§ **Fragmento propuesto**

Pero las palabras Libertad, Igualdad y Fraternidad, que ya sonaban paradójicas en la Francia de 1789, parecían locura en nuestras sociedades porque, como había advertido Humboldt, la colonia dejaba un sistema oprobioso de estratificaciones y sería muy difícil que las gentes pudieran verse como conciudadanos.

Lentamente fueron llegando los libros franceses, los sabios alemanes, los ejemplos de Estados Unidos y de Haití. La Declaración de Derechos de Virginia, replicada por los franceses y por sus esclavos haitianos, vio de pronto la luz en nuestras calles traducida por Antonio Nariño. La naturaleza americana arrojaba otra luz sobre nuestra originalidad y encontró un prisma nuevo en el viaje de Humboldt por la región equinoccial. Éste advirtió en la Expedición Botánica una analogía posible entre las ideas y las semillas, entre la taxonomía y las búsquedas de la identidad, entre los frutos de la naturaleza y las rebeliones de la sociedad.

§ **Lista de líneas**
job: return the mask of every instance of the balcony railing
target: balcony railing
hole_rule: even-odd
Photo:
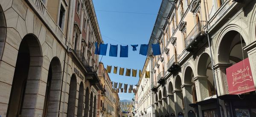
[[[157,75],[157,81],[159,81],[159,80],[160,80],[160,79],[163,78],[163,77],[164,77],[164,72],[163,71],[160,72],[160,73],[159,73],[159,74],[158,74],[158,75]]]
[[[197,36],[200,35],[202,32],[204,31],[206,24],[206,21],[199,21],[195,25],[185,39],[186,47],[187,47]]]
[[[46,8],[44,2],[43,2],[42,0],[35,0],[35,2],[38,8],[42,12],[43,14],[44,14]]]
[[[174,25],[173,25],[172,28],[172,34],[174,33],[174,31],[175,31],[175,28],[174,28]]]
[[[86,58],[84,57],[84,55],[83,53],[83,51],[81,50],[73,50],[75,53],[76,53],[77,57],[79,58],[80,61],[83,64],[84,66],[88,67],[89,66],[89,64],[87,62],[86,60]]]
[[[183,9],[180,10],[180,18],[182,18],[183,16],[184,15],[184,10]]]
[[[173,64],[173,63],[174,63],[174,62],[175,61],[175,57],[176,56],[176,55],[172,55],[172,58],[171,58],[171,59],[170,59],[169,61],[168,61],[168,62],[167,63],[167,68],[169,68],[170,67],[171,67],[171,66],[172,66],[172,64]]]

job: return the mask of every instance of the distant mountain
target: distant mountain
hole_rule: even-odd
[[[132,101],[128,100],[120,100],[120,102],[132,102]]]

...

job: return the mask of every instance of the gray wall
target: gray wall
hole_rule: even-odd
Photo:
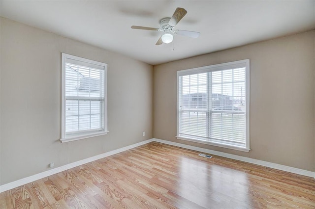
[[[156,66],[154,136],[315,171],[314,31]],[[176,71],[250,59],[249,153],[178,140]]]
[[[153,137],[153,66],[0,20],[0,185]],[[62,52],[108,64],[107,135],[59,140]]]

---

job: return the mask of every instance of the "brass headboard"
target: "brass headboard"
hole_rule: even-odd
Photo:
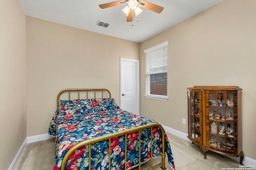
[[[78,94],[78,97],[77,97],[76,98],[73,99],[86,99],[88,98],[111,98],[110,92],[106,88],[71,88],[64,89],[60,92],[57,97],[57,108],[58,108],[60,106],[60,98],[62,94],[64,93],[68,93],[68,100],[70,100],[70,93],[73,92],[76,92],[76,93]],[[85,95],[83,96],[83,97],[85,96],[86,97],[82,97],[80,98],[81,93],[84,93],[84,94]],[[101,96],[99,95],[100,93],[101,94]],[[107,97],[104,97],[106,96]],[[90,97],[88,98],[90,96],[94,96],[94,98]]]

§ **Requisitos de la tarea**
Prosiga el fragmento sobre la llegada de las ideas ilustradas a la sociedad colonial americana a partir de su última oración.

§ **Resultado final**
La Ilustración era una enredadera pertinaz y sutil que penetraba en los espíritus, que establecía analogías entre los bosques y las sociedades, entre el orden cósmico y el orden social. La geometría ayudaba a exigir que la sociedad tuviera su centro en sí misma y no en la corona española, ni en el mercado inglés, ni en el Vaticano. Hasta la astronomía predicaba los principios de la democracia, desde cuando un poeta renacentista llamó al cielo “dilatada república de luces”.

Lo que anhelábamos no era distinto de lo que estaban anhelando las revoluciones de Europa. Lo diferente era la realidad. Era más fácil allá soñar con repúblicas, y es admirable que los padres de nuestras patrias tuvieran la audacia de intentarlo en este suelo “todavía blando y mojado del diluvio”, cuando las repúblicas todavía eran casi una quimera.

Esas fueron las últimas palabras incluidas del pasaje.